原文抜粋:
【11〜18】頑張れ!岸和田競輪
【11=平成20年1月18日(金曜)】
 ◆不完全な初期の大阪住の江競輪◆
 その頃の住の江競輪場の走路は赤土と石灰で固めた和土であったから、自転車の疾走した後には轍が凹み、これに雨水が溜まるので係員は絶えず雑巾をもって走路に飛び出し拭き取ったものである。
 それにスタートラインは石灰で引いていたため、1レースが済む頃には白線が消え、その都度、白線を引き直していた。
 場内の放送施設も不十分だったから、車券の売上高や場内に知らすことは、いちいち黒板に書いて掲示する始末だった。
 レースごとの成績を関係者に伝達するために、女子連絡員が成績表を持って相手を探しまわって手渡すので時間がかかり、伝達を受けたときにはすでに次のレースが済んでいるというようなこともあった。
 審判席もお粗末なもので、着差判定の写真機もゼンマイ式の16_機械で、写真不鮮明のため審判員が多数決によって順位を決定しなければならないときもあった。
 ぺーサーも人手不足のため、開催執務員等が走路に降りてその役を勤めた。競輪を初めて見るファンにとっては、どの選手が優秀なのか判断がつかず、選手が場内を1周したとき「スタイルの良い選手は強いに違いあるまい」といって、それを目当てに車券を買う者も少なくなかった。
 このような調子であったから、大阪で初めて売り出された連勝式のことなど判らず、勝っているにもかかわらず車券を破り捨て、後で気づいて捨てた車券を探し回るという喜劇が随所で見られた。

(座標ラベル付けデータ)
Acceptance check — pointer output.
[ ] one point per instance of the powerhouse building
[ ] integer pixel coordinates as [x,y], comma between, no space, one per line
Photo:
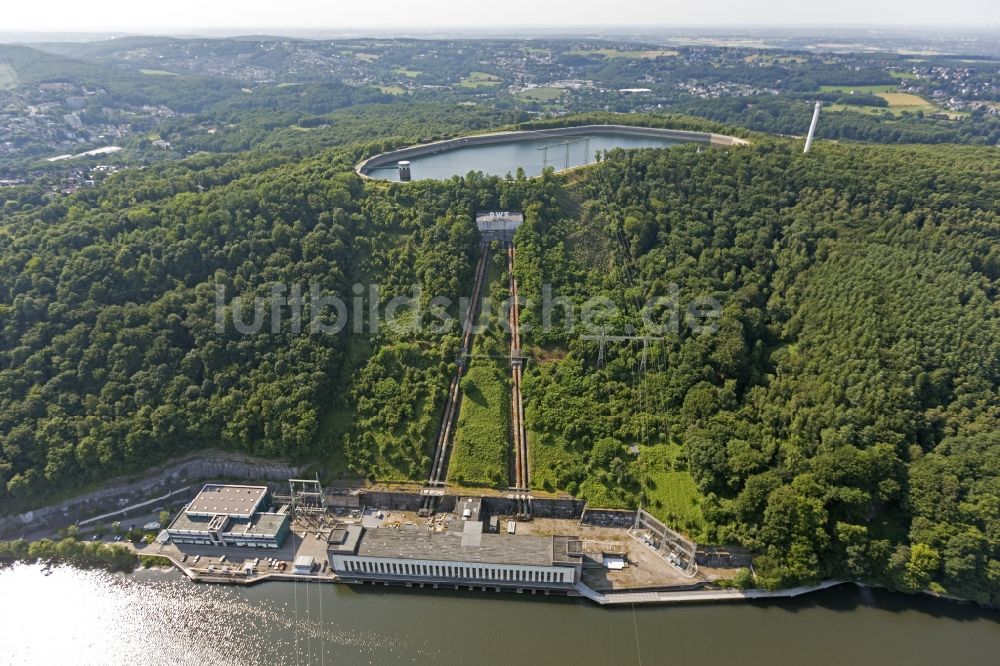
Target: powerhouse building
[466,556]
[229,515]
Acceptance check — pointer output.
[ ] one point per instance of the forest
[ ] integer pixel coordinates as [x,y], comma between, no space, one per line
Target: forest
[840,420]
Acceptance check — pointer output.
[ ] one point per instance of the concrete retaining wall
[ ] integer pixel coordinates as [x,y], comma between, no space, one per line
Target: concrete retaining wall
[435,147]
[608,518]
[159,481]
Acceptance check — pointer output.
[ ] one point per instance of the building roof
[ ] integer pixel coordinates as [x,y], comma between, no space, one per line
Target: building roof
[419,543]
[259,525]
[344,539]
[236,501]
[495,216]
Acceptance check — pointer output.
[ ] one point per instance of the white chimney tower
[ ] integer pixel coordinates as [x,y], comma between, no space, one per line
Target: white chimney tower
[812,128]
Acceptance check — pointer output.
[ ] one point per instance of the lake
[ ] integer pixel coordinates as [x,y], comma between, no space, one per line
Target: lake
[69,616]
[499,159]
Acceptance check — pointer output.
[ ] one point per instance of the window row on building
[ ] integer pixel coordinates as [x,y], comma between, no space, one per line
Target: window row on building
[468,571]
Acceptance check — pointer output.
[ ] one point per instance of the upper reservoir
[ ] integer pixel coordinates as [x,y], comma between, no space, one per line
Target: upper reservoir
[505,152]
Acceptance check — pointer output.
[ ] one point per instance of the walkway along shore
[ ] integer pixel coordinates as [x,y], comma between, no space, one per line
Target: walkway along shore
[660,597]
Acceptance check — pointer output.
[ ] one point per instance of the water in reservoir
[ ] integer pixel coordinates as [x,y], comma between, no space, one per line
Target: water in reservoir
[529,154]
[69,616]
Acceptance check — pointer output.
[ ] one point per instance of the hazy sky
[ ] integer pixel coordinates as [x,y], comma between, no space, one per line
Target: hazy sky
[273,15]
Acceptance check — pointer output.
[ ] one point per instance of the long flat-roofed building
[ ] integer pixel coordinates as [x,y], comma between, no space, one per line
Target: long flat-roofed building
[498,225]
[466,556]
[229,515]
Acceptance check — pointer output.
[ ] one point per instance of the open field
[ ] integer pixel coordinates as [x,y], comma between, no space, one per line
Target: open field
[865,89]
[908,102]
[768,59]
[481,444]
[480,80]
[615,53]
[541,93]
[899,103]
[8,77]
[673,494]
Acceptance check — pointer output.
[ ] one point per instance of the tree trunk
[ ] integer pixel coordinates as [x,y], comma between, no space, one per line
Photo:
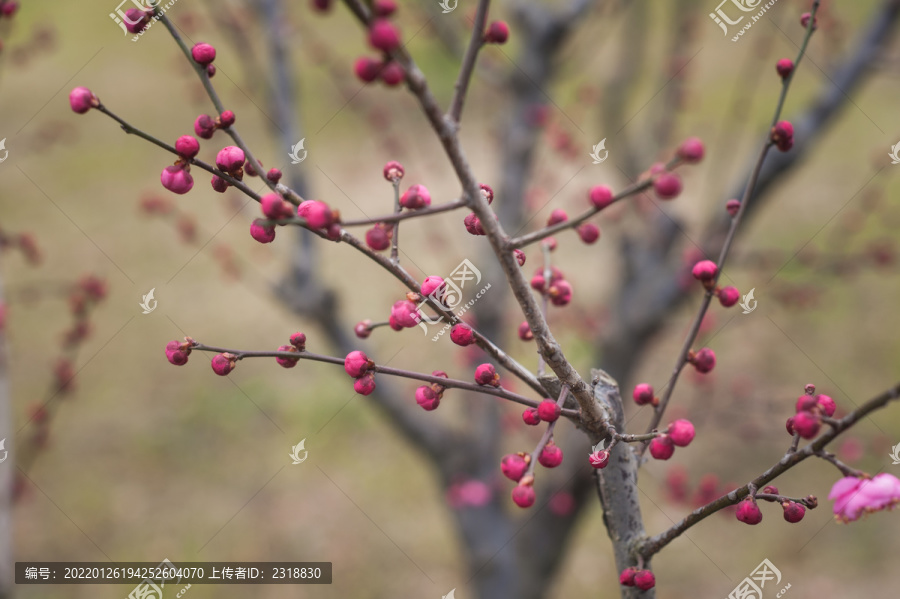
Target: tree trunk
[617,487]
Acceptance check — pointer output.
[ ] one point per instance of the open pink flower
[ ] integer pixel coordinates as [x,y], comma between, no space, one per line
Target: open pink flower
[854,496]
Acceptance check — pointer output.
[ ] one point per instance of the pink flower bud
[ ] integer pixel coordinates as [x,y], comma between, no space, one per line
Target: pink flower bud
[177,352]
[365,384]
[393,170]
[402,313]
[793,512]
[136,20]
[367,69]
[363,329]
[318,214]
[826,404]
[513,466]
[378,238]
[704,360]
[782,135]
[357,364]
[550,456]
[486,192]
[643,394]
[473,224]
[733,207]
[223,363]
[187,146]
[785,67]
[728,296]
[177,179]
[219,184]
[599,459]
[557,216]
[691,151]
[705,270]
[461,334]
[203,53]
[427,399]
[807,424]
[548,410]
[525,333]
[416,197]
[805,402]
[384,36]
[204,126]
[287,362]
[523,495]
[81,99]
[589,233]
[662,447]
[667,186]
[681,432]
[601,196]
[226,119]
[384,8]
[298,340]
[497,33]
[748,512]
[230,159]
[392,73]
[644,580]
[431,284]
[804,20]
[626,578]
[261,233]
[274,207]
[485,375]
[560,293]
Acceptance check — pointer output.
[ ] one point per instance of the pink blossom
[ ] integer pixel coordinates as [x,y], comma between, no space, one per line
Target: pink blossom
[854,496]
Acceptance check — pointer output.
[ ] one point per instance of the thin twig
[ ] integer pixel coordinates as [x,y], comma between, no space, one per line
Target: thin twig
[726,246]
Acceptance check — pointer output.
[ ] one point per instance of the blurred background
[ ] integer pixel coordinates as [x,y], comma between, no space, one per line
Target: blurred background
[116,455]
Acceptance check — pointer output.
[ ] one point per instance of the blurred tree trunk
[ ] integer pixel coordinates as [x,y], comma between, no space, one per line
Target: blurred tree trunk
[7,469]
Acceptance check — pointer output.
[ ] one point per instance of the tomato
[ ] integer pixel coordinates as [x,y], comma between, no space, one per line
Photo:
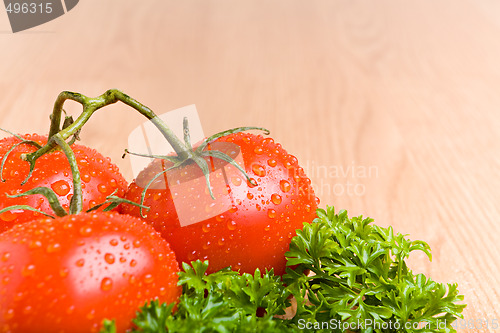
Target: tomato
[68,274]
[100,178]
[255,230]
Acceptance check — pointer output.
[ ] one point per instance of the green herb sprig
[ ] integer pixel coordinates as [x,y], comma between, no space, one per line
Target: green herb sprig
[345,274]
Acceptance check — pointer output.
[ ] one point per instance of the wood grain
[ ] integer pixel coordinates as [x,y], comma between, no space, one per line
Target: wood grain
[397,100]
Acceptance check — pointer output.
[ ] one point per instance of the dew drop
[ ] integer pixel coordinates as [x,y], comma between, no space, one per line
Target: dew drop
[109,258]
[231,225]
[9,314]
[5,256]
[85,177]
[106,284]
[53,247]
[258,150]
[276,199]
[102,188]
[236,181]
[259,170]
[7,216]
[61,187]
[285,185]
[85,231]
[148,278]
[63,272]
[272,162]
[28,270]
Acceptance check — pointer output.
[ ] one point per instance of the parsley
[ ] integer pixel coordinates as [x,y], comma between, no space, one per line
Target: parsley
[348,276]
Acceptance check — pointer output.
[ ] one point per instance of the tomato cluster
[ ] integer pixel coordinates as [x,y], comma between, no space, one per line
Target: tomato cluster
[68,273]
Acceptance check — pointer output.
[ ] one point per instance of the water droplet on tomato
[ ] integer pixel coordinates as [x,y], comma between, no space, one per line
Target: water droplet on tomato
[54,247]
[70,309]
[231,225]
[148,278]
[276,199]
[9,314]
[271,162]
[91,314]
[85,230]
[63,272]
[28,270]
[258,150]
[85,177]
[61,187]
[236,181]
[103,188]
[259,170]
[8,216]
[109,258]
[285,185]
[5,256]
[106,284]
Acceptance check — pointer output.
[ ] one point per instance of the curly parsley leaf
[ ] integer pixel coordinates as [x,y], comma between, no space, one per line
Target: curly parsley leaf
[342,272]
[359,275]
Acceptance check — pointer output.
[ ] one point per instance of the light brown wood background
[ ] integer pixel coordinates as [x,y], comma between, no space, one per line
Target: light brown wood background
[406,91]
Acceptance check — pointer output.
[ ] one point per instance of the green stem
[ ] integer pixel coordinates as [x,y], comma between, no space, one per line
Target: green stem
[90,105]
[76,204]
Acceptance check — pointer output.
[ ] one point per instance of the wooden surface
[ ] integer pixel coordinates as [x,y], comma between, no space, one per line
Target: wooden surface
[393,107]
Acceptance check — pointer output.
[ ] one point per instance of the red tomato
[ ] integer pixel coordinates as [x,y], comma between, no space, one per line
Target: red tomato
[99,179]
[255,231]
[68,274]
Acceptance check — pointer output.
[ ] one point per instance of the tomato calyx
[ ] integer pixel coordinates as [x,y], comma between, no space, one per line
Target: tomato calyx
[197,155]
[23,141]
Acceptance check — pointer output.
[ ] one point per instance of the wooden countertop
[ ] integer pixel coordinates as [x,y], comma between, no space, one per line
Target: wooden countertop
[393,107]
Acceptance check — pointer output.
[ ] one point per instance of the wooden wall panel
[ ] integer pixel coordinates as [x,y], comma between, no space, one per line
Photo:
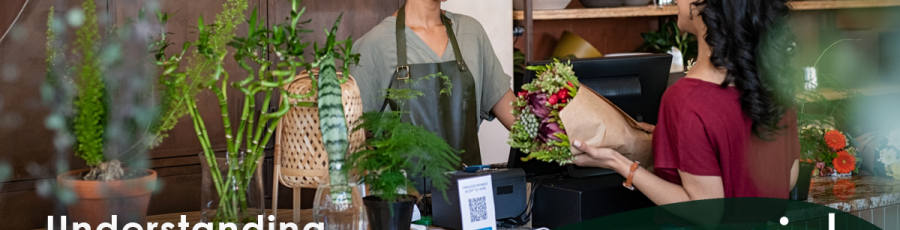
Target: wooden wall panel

設問 1: 原文抜粋に登場する人のうち、競輪場の運営に当たる側の人を指す呼び名を、本文中の表記のまますべて挙げてください。
設問 2: 原文抜粋の「審判席もお粗末なもので」で始まる段落を、主な事実を保ったまま短く書き直してください。

解答 1: 係員、女子連絡員、審判員、ぺーサー、開催執務員等

解答 2: 審判席は貧弱で、着差判定用の写真機はゼンマイ式の機械だった。写真が不鮮明なため、審判員が多数決で順位を決めることもあった。